■ Written instruction 1 ■
List every wrestler the page on the El Gran Desafío event series names.
■ Written instruction 2 ■
Copy the records from their first line through the line containing "<point>530,406</point>", keeping the requests. Multiply every coordinate in the answer points by 2.2 and round to whole numbers, with halves rounding up; leave the sample points in the requests unchanged.

■ Source text ■
= El Gran Desafío =

Series of wrestling events in Mexico

El Gran Desafío (Spanish for "The Great Challenge") is a series of professional wrestling supercard events scripted and produced by Mexican professional wrestling promotion International Wrestling Revolution Group (IWRG). The first show to use the name was held on July 2, 2009 in Arena Naucalpan, the same location all subsequent Gran Desafío events were held. IWRG has held three additional Gran Desafío shows, with the most recent held on July 17, 2011.

==Event history==
The Mexican professional wrestling promotion International Wrestling Revolution Group (IWRG) first held a professional wrestling supercard called El Gran Desafío ("The Great Challenge") on July 2, 2009 in their home arena Arena Naucalpan. The main event featured IWRG-mainstay Dr. Cerebro against internationally known wrestler Juventud Guerrera in a best two-out-of-three falls Lucha de Apuestas, hair vs. hair match. Three months later IWRG held another Gran Desafío show, this time titled El Gran Desafío Femenil – Sin Empate, Sin Indulto (Spanish for "The Great Women's Challenge – No draws, no reprieve") which featured a rare for IWRG women's wrestling main event as Flor Metálica defeated Atsuko Emoto in a Lucha de Apuestas match, forcing Emoto to have her hair shaved off. the El Gran Desafío event returned in 2010, with the only Gran Desafío show not to be main evented by a Lucha de Apuestas match. Instead the main event was a double championship match as IWRG Intercontinental Lightweight Champion Dr. Cerebro defeated WWS World Welterweight Champion El Hijo del Diablo to become a double champion. July 17, 2011 saw the 2011 Gran Desafío take place, with Oficial 911 defeating Multifacético in a mask vs. mask match . As a result of his loss, Multifacético was forced to unmask and reveal his real name.

■ Provided data ■
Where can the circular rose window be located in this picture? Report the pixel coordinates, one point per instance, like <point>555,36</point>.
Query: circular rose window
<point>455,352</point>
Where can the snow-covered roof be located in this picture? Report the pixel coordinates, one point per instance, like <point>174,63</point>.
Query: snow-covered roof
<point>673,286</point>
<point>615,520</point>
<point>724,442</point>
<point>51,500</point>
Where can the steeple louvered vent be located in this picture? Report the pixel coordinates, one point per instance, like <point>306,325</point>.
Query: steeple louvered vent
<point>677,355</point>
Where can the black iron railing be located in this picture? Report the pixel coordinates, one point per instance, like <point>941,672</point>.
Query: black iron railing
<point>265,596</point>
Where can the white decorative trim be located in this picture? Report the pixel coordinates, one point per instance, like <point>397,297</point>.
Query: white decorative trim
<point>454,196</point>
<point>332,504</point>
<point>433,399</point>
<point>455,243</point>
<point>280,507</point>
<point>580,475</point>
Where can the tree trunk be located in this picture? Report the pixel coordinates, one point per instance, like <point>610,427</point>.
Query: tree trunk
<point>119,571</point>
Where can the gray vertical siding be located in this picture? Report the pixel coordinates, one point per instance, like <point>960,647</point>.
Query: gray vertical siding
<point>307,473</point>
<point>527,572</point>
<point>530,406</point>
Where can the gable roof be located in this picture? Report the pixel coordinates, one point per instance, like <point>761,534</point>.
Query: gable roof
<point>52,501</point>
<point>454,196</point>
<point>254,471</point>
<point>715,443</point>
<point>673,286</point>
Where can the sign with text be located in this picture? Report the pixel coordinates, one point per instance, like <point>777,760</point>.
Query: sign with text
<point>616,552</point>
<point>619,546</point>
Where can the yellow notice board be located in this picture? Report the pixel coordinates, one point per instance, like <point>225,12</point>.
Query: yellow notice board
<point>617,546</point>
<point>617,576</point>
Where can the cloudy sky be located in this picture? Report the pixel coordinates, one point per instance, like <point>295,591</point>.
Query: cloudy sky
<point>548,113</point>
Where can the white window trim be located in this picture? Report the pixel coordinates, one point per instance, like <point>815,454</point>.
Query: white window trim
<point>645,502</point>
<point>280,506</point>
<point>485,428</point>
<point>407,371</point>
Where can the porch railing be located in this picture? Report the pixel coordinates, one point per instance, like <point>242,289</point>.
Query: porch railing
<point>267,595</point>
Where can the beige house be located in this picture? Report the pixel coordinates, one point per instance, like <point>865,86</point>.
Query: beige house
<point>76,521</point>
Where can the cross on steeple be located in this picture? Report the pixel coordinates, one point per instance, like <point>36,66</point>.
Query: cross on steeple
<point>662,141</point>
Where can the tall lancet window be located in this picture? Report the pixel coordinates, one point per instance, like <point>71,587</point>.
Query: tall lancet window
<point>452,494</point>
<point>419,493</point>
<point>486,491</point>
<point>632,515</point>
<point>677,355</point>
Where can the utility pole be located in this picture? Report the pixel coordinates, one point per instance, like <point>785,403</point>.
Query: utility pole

■ Finished answer 1 ■
Dr. Cerebro
Juventud Guerrera
Flor Metálica
Atsuko Emoto
El Hijo del Diablo
Oficial 911
Multifacético

■ Finished answer 2 ■
Where can the circular rose window be located in this picture? Report the pixel coordinates, one point per instance, like <point>555,36</point>.
Query: circular rose window
<point>1001,774</point>
Where can the snow-covered roof be located in this picture? Report the pixel coordinates, one point per instance, like <point>174,63</point>.
Query: snow-covered roof
<point>1481,629</point>
<point>1353,1144</point>
<point>1593,972</point>
<point>112,1100</point>
Where can the steeple louvered vent be located in this picture? Report the pixel coordinates, one point per instance, like <point>306,325</point>.
Query: steeple louvered vent
<point>1489,781</point>
Where can the black iron railing be located in this picture? Report the pixel coordinates, one point per instance, like <point>941,672</point>.
Query: black iron railing
<point>583,1311</point>
Where can the white decorative trim be located in this picture? Report the pixel coordinates, one point per instance, like <point>397,297</point>.
Query: white decorative trim
<point>999,431</point>
<point>730,1109</point>
<point>953,878</point>
<point>1001,535</point>
<point>616,1115</point>
<point>1276,1045</point>
Where can the tree trunk be located in this picture? Report the pixel coordinates, one point per instance, like <point>610,427</point>.
Query: tree trunk
<point>262,1256</point>
Where can the gray vertical siding be located in this picture? Report the pixel coordinates, one point per instance, like <point>960,647</point>.
Query: gray vertical siding
<point>675,1041</point>
<point>1159,1258</point>
<point>1166,893</point>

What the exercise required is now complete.